[Stored records]

++++++++

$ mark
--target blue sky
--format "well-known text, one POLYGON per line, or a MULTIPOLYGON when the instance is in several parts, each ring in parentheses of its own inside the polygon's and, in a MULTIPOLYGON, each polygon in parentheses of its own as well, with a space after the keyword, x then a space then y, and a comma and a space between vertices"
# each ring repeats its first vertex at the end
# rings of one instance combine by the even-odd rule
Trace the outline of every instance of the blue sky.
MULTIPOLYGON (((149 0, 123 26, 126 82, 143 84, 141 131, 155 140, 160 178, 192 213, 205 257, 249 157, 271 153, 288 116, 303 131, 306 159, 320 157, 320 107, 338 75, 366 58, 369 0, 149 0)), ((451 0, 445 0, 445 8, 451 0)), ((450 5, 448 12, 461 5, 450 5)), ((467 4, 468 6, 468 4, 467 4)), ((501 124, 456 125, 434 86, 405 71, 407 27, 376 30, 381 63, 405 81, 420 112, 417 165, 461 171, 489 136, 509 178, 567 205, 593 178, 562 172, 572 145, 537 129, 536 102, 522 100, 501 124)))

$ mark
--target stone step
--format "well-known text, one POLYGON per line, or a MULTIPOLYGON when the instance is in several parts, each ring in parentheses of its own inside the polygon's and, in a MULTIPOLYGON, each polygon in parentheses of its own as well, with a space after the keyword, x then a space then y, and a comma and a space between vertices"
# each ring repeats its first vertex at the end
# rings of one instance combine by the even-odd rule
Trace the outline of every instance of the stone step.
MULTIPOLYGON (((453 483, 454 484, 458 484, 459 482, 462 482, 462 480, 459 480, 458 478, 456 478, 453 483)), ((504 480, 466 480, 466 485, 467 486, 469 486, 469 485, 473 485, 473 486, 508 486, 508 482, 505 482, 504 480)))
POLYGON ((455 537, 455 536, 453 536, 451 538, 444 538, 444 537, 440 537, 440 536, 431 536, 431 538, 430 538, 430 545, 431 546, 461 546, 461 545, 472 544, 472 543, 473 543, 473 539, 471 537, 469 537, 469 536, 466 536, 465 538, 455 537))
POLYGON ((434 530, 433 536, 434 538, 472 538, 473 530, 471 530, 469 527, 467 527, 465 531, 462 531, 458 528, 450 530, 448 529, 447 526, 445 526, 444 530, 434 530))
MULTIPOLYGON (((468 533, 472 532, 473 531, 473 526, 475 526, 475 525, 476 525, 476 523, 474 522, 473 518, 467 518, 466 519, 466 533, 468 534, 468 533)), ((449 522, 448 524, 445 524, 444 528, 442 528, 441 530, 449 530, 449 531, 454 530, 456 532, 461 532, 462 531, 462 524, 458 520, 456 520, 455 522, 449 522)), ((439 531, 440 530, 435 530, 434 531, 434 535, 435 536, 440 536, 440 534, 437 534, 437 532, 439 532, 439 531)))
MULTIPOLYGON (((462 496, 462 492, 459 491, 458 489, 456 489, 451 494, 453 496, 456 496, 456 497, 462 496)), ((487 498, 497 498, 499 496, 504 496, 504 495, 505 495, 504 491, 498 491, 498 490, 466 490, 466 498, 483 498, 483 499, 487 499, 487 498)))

++++++++

Restate each entry word for word.

[Response box]
$ mark
--target blue sky
--format "well-known text, one POLYGON per line, or a MULTIPOLYGON when the instance is in several parts, each ring in parentheses of its own inside the polygon's and, in a MULTIPOLYGON, each polygon in parentheses of its own as well, with a space after the keyword, x then a space then y, and a comma and a space between vertices"
# each ring repeats its first vertex at the end
# rings of one instance combine by the even-odd rule
Trace the outline of every instance of the blue sky.
MULTIPOLYGON (((149 0, 123 26, 126 82, 143 84, 141 131, 155 140, 160 178, 192 213, 205 257, 249 157, 271 153, 288 116, 303 131, 306 159, 320 157, 320 107, 338 75, 366 58, 369 0, 149 0)), ((451 0, 445 0, 445 8, 451 0)), ((450 5, 448 12, 461 5, 450 5)), ((467 4, 468 6, 468 4, 467 4)), ((501 124, 456 125, 434 86, 405 71, 407 27, 376 30, 381 63, 405 81, 420 112, 417 165, 461 171, 489 136, 509 178, 567 205, 593 178, 562 172, 572 145, 537 129, 536 102, 522 100, 501 124)))

$ mark
--target stone step
--format "well-known text, one POLYGON per line, or a MULTIPOLYGON when the instance is in several parts, each ring in parentheses of its own inside the polygon's and, in a MULTIPOLYGON, each polygon in parentheses of its own as well, with a space after the keyword, x then a space then y, and a comma and a space between vertices"
# each ring repeats its first vertex at the end
# rings of one instance combine by the even-odd rule
Trace the outline of every instance of the stone step.
MULTIPOLYGON (((453 483, 454 484, 458 484, 459 482, 462 482, 462 480, 459 480, 458 478, 456 478, 453 483)), ((504 480, 466 480, 466 485, 467 486, 469 486, 469 485, 473 485, 473 486, 508 486, 508 482, 505 482, 504 480)))
POLYGON ((455 537, 455 536, 453 536, 451 538, 444 538, 444 537, 440 537, 440 536, 431 536, 431 538, 430 538, 430 545, 431 546, 461 546, 461 545, 472 544, 472 543, 473 543, 473 539, 471 537, 469 537, 469 536, 466 536, 465 538, 455 537))
POLYGON ((434 530, 433 536, 434 538, 472 538, 473 530, 471 530, 469 527, 467 527, 465 531, 462 531, 458 528, 450 530, 448 529, 447 526, 445 526, 444 530, 434 530))
MULTIPOLYGON (((468 533, 472 532, 473 531, 473 526, 475 526, 475 525, 476 525, 476 523, 474 522, 473 518, 467 518, 466 519, 466 533, 468 534, 468 533)), ((449 522, 448 524, 445 524, 444 528, 442 528, 441 530, 449 530, 449 531, 454 530, 456 532, 461 532, 462 531, 462 524, 458 520, 456 520, 455 522, 449 522)), ((439 531, 440 530, 435 530, 434 531, 434 535, 435 536, 440 536, 440 534, 437 534, 437 532, 439 532, 439 531)))
MULTIPOLYGON (((462 496, 462 492, 459 491, 458 489, 456 489, 451 494, 453 496, 456 496, 456 497, 462 496)), ((487 498, 497 498, 499 496, 504 496, 504 495, 505 495, 504 491, 498 491, 498 490, 466 490, 466 498, 483 498, 483 499, 487 499, 487 498)))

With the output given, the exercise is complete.